My "regarde ironique" is somewhat lacking today as a result of yesterday's events. I marvel, again, at the animal kingdom's ability(??) to accept death in silence. I have witnessed, over the years, the death of several animals of different species, and all have had in common that calm, quiet acceptance of the inevitable with no histrionics or behavioral difference to mark the moment. I 'wanted' our remaining cats to howl, or exhibit their awareness of Sultane's death in some manner but of course they did not, other than a momentary confusion as to what had become of her presence, although that, too, was soon forgotten. Life goes on and the cats are not troubled by Memory, content to exist with learned behavioral responses to assorted stimuli. Perhaps there is nothing so illustrative of our differences from other members of the animal kingdom as this, nor as illuminating of our anthropomorphism in order to create a rapprochement between "us" and "them". Inevitably, this leads to a small meditation on which method I would prefer for my passing and I wholeheartedly opt for the animal approach. To die quickly, in silence, to go forward to what I hope is the next chapter of 'the Adventure', and my passing only briefly remarked upon, if at all, with an alcohol-soaked and drug-affected fête for a few hours at some convenient future moment.

Lead Cenobite: "No tears, please. It's a waste of good suffering."

In no particular order, over the past week several items have caught my much-amused eye, among them: Morocco Cracks Down On Journalism (Le Monde) (it's a monarchy, folks); Mystery Illness Killing Camels in Saudi Arabia (CNN); British Civics Classes - "What Would Muhammad Do?" (NYTimes); UAE Father, 60, Wants 100 Children (Reuters) (he has 78 already by 15 wives, whom he marries 4 at a time, divorcing the last batch - one must have died or been sterile, n'est-ce pas?); Monster.com Hacked, Millions of Users' Encrypted Data Stolen (BBC); Zimbabwe Inflation Hits 7,638% (BBC) (that's the official figure, more realistically 13,000%, expected to hit 100,000% by the end of the year, with unemployment at 80%; sterling, President Mugabe, just sterling); it goes on and on and humor and irony begin to seep back into my consciousness. Suffering sports a sardonic smile, if nothing else.

Dataset entries
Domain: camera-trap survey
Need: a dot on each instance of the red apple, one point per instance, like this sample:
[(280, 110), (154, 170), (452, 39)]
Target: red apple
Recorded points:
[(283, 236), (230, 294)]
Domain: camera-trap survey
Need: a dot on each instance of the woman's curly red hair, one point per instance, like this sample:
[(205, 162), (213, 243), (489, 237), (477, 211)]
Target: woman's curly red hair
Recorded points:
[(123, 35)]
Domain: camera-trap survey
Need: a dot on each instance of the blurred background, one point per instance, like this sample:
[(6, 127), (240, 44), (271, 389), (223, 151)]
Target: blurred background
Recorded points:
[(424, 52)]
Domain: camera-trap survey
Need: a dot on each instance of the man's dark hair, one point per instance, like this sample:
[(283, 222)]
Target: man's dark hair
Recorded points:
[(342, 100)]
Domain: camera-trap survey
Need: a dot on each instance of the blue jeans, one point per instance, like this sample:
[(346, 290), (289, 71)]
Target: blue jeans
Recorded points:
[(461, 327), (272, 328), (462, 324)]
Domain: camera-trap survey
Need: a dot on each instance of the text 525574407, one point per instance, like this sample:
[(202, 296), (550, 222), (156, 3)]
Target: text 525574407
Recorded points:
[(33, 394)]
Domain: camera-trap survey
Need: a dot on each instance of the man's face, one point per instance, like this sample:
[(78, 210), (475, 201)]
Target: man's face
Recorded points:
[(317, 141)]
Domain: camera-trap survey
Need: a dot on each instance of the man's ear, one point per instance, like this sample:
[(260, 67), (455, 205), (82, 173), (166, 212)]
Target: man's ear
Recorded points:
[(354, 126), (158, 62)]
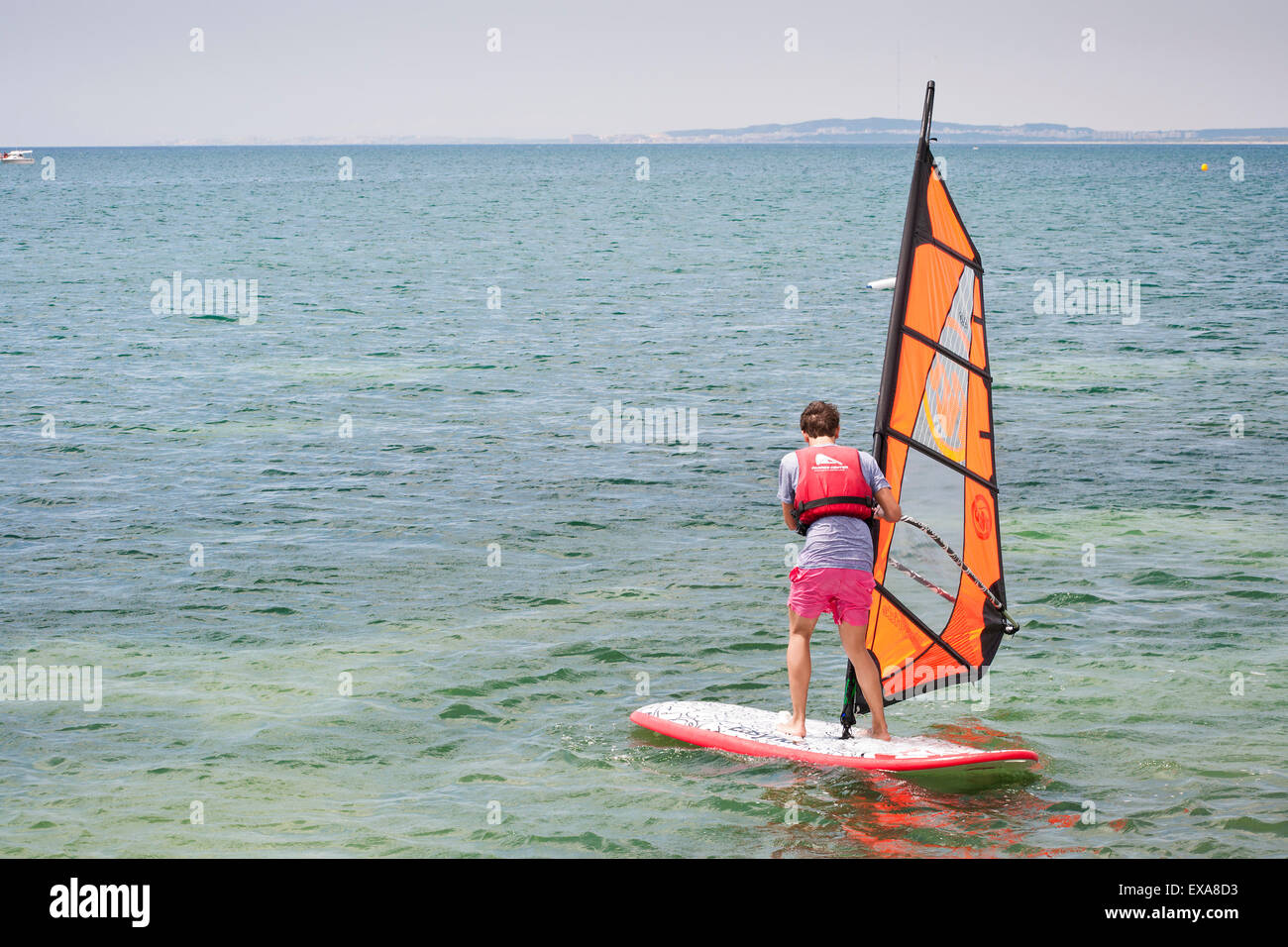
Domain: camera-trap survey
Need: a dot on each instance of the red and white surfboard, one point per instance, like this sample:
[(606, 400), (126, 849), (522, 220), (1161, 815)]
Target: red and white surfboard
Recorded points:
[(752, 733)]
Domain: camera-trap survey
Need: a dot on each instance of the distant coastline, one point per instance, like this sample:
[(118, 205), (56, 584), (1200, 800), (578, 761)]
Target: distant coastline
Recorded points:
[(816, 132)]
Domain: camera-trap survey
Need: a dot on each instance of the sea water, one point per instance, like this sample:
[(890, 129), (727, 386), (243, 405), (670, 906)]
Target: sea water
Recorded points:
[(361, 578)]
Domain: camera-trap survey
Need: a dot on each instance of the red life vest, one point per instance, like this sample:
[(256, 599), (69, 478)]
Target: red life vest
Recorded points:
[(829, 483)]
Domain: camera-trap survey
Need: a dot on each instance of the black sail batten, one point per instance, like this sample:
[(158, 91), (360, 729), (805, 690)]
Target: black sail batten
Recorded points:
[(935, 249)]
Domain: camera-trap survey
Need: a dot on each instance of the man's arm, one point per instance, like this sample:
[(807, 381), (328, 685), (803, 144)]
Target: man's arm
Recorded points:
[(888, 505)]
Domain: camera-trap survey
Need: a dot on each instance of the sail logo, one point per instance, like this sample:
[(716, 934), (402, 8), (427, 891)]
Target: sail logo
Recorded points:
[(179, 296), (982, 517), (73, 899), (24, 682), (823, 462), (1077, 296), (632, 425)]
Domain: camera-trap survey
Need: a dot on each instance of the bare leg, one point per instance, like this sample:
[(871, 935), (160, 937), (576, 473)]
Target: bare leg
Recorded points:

=== ACTIVITY ===
Extend the journal entry about the cat's death and the week's news, starting right after its last sentence.

=== RESPONSE BOX ===
I do not know if it is smiling much in Caracas these days, however. I read and hear that El Presidente Chavez wants to be president-for-life down there in 'The Bolivarian Republic of Venezuela', and yes, that is what he has renamed it. Okay, hmmm, let's see - shut down journalism, nationalize your oil industry, stop policing your cities, tinker with your constitution, arbitrarily change your time zone (Reuters) (that one wows me; why on earth change your time zone?? by 1/2 hour??), assume imperial ambitions, um hmm, um hmm, sounds like a go to me, Hugo! One wonders how long the oil companies are going to allow this to go on, doesn't one? There must be some sort of sub-rosa agreed-upon internal time limit sufferance for neo-dictators before someone in Houston or Amsterdam decides "enough is enough" and places a call. As to the policing of cities, there was a related article about a Caracas family that waited 5 hours for the police to show up at the site of their son's murder, only to finally call a taxi to take his body to the morgue as the police had never appeared. They are all busy, no doubt, polishing the Ruritanian regalia recently received from Cartier© for El Presidente. The French would never miss an opportunity like that, believe me; it will be kitsch jewelry trivia in a few years when the regalia disappears and Señor Chavez is living in Switzerland.

Female Cenobite: "We had to hear it from your own lips."

I see that the Vatican has started its own airline (BBC). Using airplanes "borrowed" from an Italian charter company (the planes have already been painted in the papal yellow and white), the Vatican is going to run charters out of Rome to various sites of pilgrimage, fairly close to European "home" for the moment, but to assume larger itineraries in the near future. One can only hope that 'they' will eventually go multi-denominational as well, with a non-stop between Rome and Atlanta to precess to the new, $90M Hindu temple in Auburn, Ga. (CNN), a marvel of its age and a surreal addition to the cultural landscape of Greater Atlanta. I can see the GaneshBurger (soy, naturally) restaurants and Diwali Palace casinos lining the Georgian interstates already. I want to be sipping a cup of coffee in the kitchen of the area resident who first discovers a runaway elephant bathing in his backyard swimming pool; hopefully he will be well-stocked with cocktail peanuts (yes, I know, it was lame & highly previsible). In a just-barely animal & area related story, I see Mr. Vick has copped a plea - and about time. I have nothing to say about all of that other than this: Americans are extremely insane. They pay a man millions of dollars a year to be violent and bloodthirsty and single-mindedly subhuman, and then they are surprised that he is not an enlightened pacifist during his off-time? What is wrong with you people? After all, you created him.

Frank: "I thought I'd gone to the limits. I hadn't. The Cenobites gave me an experience beyond limits... pain and pleasure, indivisible."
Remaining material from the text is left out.